═════ PASSAGE TO READ

Sunday 9 August 2020

Orange and raspberry muffin recipe

I had one orange and one egg to use up plus more raspberries growing than you can shake a stick at, so I halved the quantities of a recipe for orange and raspberry muffins that I found online. The recipe was in cups, which was a bit of a pain (and reading it back, I notice I accidentally made some adaptations), but it turned out so delicious, I thought it was worth writing out a metric version, so here it is with my accidental adaptations (you'll need to halve the quantities if, like me, you've only got one orange and one egg left):

Ingredients (makes 12)

320 g plain flour

170 g cup white or golden sugar (plus extra for sprinkling)

3 tsp baking powder

1/2 tsp salt

1 pinch of ground nutmeg

1/2 cup  of vegetable oil (I used non-virgin olive oil)

235 ml whole milk

2 eggs (medium or large)

1 tsp vanilla extract

2 oranges (zest only)

570 ml fresh or frozen raspberries (approx.)

12 muffin cases

1. Put one of your oven racks in the middle position, then turn on the oven to 190 degrees C (no fan). Take out your muffin pans and put large muffin cases in 12 of the cups (in my muffin tin, the large cases stick over the top of the muffin tin - see photo above). Make sure you only have one case in each, I accidentally put doubles in several.

2. Stir the flour, sugar, baking powder, salt and nutmeg together in a medium bowl. Whisk the oil, milk, eggs, and vanilla together in another bowl. Finely grate the zest from the oranges, than add to the wet ingredients.

3. Make a well in the centre of the dry ingredients. Pour the wet ingredients and the raspberries into the centre (if you put them in frozen they will keep their form, if they are fresh or allowed to defrost they'll break up when you stir, which was delicious). Stir the wet and dry ingredients together until the dry ingredients are moistened but still a bit lumpy – do not over-mix the batter. Divide the batter evenly among the muffin cases (mine were only about 3 mm off full - you could also make smaller ones by 3/4 filling the cases). Sprinkle the tops of the muffins with sugar (about 1/4 teaspoon per muffin).

4. If you went with 12 nearly full muffin cases, bake for about 30 minutes. If you went for 15  3/4 filled ones, bake for about 25 to 30 minutes, rotating the pan halfway through cooking. You’ll know they are ready when they are golden brown (and a cake skewer comes out clean). Cool muffins in the pan on a rack for 5 to 10 minutes. Turn the muffins out of the pan and cool on the rack. Serve warm or at room temperature.


Harvest is coming


It's taken me a long time to get much to eat out of the garden this year, possibly largely due to slug and snail problems, but harvest is finally coming. Many of my apples are ripe. I know this because not only are they bright red, but they keep falling off the tree, and I keep eating them.
The raspberries are now producing more than I can usually eat in a day – I stir them into porridge – and I am freezing the rest.
The patty-pan squashes have also started producing edible squashes. You're meant to eat them when they're small. They have an incredibly boring flavour, so you have to put them with something more interesting. I've been having them with green beans and pasta and pesto and the few tomatoes that have ripened. It's nice to have a second sort of vegetable alongside the beans, and the plants seem to be producing fairly reliably now - not in the quantities a courgette would, but they're much lower FODMAP than courgettes.
My tomatoes have mainly yet to ripen, but they're getting pretty big, so I live in hope that they will soon.

The Maxima squashes are also coming along. This is my biggest one, and if it's anything to go by, the name is no lie: they're going to be huge.
I've accidentally also grown my most interesting sweet corn yet:
It's without any leaves covering it and it made me realise that each of the silks that stick out of the top connects directly to a different kernel of corn. It'll be interesting to watch it ripen.

The garden as a whole is looking dry anywhere I haven't watered (i.e. the grass), but I'm no longer worrying about whether I'm going to manage to harvest anything.

══════════
═════ DATASET RECORDS

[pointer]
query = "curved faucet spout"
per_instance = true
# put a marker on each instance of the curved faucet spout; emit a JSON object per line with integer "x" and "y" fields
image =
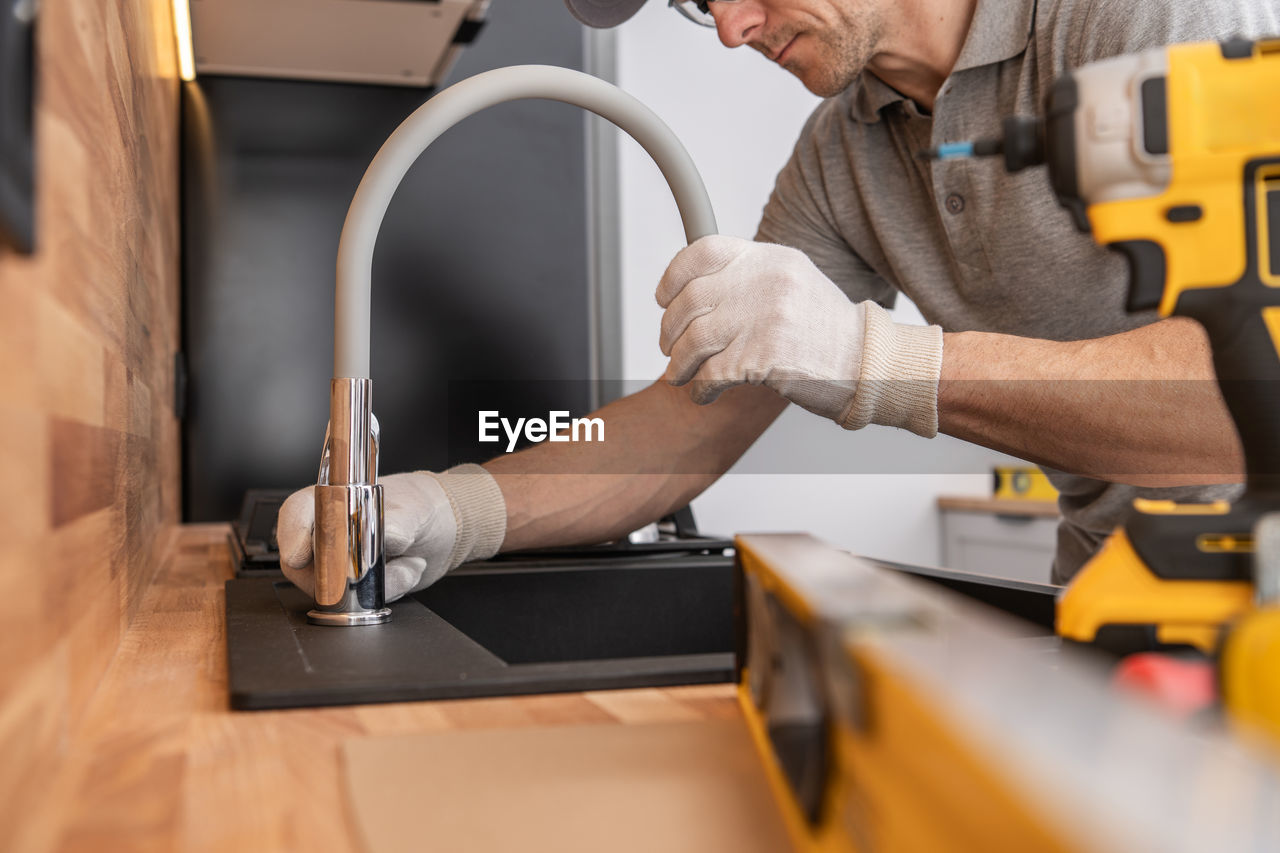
{"x": 437, "y": 115}
{"x": 348, "y": 530}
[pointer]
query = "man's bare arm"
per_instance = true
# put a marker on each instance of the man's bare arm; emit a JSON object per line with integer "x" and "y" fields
{"x": 1137, "y": 407}
{"x": 659, "y": 451}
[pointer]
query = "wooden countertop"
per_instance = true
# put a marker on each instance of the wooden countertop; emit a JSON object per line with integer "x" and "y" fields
{"x": 161, "y": 763}
{"x": 993, "y": 506}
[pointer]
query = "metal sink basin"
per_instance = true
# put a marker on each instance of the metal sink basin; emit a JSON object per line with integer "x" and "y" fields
{"x": 552, "y": 624}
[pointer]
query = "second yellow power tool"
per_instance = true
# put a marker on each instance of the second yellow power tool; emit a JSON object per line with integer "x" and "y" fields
{"x": 1171, "y": 156}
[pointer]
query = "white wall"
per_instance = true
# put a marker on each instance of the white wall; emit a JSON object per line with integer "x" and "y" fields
{"x": 739, "y": 117}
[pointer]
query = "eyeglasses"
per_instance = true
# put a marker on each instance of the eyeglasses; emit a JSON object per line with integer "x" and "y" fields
{"x": 696, "y": 10}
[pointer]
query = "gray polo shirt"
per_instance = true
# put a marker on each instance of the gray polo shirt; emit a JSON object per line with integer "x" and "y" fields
{"x": 974, "y": 247}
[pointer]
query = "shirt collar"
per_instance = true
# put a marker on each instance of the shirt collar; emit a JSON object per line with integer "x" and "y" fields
{"x": 1000, "y": 30}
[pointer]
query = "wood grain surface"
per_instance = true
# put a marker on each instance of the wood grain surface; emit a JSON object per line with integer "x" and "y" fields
{"x": 88, "y": 328}
{"x": 160, "y": 763}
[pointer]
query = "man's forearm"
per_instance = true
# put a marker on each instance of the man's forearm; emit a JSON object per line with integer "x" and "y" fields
{"x": 1137, "y": 407}
{"x": 659, "y": 451}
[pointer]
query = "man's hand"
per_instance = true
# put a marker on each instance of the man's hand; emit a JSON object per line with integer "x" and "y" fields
{"x": 433, "y": 523}
{"x": 740, "y": 311}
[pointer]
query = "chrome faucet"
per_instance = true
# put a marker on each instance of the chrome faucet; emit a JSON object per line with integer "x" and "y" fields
{"x": 350, "y": 561}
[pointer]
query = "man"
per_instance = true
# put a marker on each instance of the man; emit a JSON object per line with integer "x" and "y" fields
{"x": 1033, "y": 352}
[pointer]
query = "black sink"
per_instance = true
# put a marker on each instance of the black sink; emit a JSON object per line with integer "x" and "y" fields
{"x": 539, "y": 625}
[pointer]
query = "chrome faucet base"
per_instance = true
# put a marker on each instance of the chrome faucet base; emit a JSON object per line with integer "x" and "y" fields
{"x": 350, "y": 619}
{"x": 347, "y": 541}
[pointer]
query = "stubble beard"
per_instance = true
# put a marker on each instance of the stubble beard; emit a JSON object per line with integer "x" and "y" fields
{"x": 841, "y": 55}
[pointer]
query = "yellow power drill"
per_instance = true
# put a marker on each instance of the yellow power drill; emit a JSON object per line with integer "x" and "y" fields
{"x": 1171, "y": 156}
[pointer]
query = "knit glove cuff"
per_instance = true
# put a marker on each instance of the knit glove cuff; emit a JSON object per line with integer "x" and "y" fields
{"x": 479, "y": 509}
{"x": 897, "y": 384}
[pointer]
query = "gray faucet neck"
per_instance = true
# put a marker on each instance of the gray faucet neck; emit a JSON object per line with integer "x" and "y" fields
{"x": 437, "y": 115}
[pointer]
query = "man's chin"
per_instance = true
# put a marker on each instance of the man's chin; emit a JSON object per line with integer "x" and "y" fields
{"x": 819, "y": 85}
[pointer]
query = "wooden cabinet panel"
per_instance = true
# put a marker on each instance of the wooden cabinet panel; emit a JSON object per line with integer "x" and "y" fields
{"x": 88, "y": 325}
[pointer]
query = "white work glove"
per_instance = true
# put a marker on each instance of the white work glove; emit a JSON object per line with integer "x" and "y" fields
{"x": 740, "y": 311}
{"x": 433, "y": 524}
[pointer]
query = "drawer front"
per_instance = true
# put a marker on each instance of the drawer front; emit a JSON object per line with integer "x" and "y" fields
{"x": 1004, "y": 546}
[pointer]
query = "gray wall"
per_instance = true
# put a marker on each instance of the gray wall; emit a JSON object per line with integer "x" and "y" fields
{"x": 480, "y": 274}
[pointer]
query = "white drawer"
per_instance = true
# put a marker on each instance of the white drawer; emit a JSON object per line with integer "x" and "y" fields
{"x": 1005, "y": 546}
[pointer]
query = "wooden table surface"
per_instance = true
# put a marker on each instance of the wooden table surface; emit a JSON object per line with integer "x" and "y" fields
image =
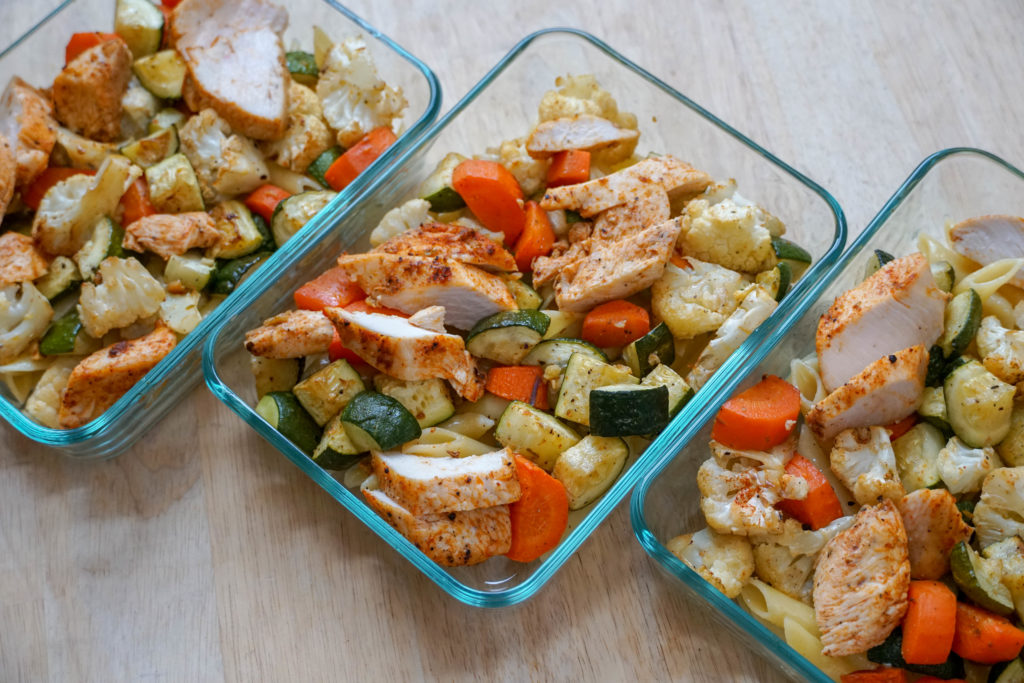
{"x": 203, "y": 555}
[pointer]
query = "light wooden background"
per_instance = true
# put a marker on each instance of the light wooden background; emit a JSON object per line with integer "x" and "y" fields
{"x": 204, "y": 555}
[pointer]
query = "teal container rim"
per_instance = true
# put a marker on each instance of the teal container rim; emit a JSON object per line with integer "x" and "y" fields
{"x": 669, "y": 440}
{"x": 310, "y": 232}
{"x": 657, "y": 551}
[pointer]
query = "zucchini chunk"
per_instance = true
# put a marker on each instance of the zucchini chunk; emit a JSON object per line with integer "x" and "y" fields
{"x": 589, "y": 468}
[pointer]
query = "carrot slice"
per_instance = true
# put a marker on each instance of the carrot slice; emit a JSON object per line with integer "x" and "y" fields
{"x": 984, "y": 637}
{"x": 265, "y": 199}
{"x": 541, "y": 514}
{"x": 568, "y": 168}
{"x": 760, "y": 418}
{"x": 358, "y": 157}
{"x": 930, "y": 623}
{"x": 493, "y": 195}
{"x": 537, "y": 240}
{"x": 523, "y": 383}
{"x": 615, "y": 324}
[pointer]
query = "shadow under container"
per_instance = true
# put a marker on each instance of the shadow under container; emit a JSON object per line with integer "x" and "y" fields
{"x": 501, "y": 107}
{"x": 37, "y": 57}
{"x": 949, "y": 185}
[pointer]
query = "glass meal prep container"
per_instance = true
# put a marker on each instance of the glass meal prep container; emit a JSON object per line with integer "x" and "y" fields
{"x": 949, "y": 185}
{"x": 38, "y": 56}
{"x": 502, "y": 105}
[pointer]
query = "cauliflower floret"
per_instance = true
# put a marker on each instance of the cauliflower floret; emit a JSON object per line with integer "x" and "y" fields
{"x": 863, "y": 460}
{"x": 226, "y": 164}
{"x": 697, "y": 299}
{"x": 999, "y": 513}
{"x": 753, "y": 310}
{"x": 355, "y": 99}
{"x": 963, "y": 468}
{"x": 126, "y": 293}
{"x": 725, "y": 561}
{"x": 25, "y": 313}
{"x": 411, "y": 214}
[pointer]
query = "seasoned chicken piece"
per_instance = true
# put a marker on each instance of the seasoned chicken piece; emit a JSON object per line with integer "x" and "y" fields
{"x": 887, "y": 390}
{"x": 896, "y": 307}
{"x": 451, "y": 241}
{"x": 989, "y": 239}
{"x": 456, "y": 539}
{"x": 27, "y": 122}
{"x": 291, "y": 335}
{"x": 399, "y": 349}
{"x": 412, "y": 283}
{"x": 583, "y": 131}
{"x": 87, "y": 93}
{"x": 107, "y": 375}
{"x": 19, "y": 260}
{"x": 167, "y": 235}
{"x": 436, "y": 485}
{"x": 236, "y": 62}
{"x": 593, "y": 197}
{"x": 860, "y": 582}
{"x": 933, "y": 525}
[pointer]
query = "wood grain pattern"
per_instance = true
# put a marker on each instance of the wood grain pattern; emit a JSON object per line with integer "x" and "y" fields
{"x": 204, "y": 555}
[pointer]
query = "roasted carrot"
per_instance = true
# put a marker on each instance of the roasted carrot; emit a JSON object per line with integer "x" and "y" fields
{"x": 355, "y": 160}
{"x": 821, "y": 505}
{"x": 493, "y": 195}
{"x": 615, "y": 324}
{"x": 984, "y": 637}
{"x": 50, "y": 176}
{"x": 265, "y": 199}
{"x": 568, "y": 168}
{"x": 523, "y": 383}
{"x": 760, "y": 418}
{"x": 541, "y": 514}
{"x": 930, "y": 623}
{"x": 537, "y": 240}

══════════

* **EXERCISE REQUIREMENTS**
- A) In the blog post, why does the writer eat the patty-pan squashes with other foods such as green beans, pasta, and pesto?
- B) According to the blog post, what oven temperature should be used for the muffins?

* **RESULTS BY TASK**
- A) The writer says the patty-pan squashes have an incredibly boring flavor, so they need to be put with something more interesting.

- B) 190 degrees C, with no fan.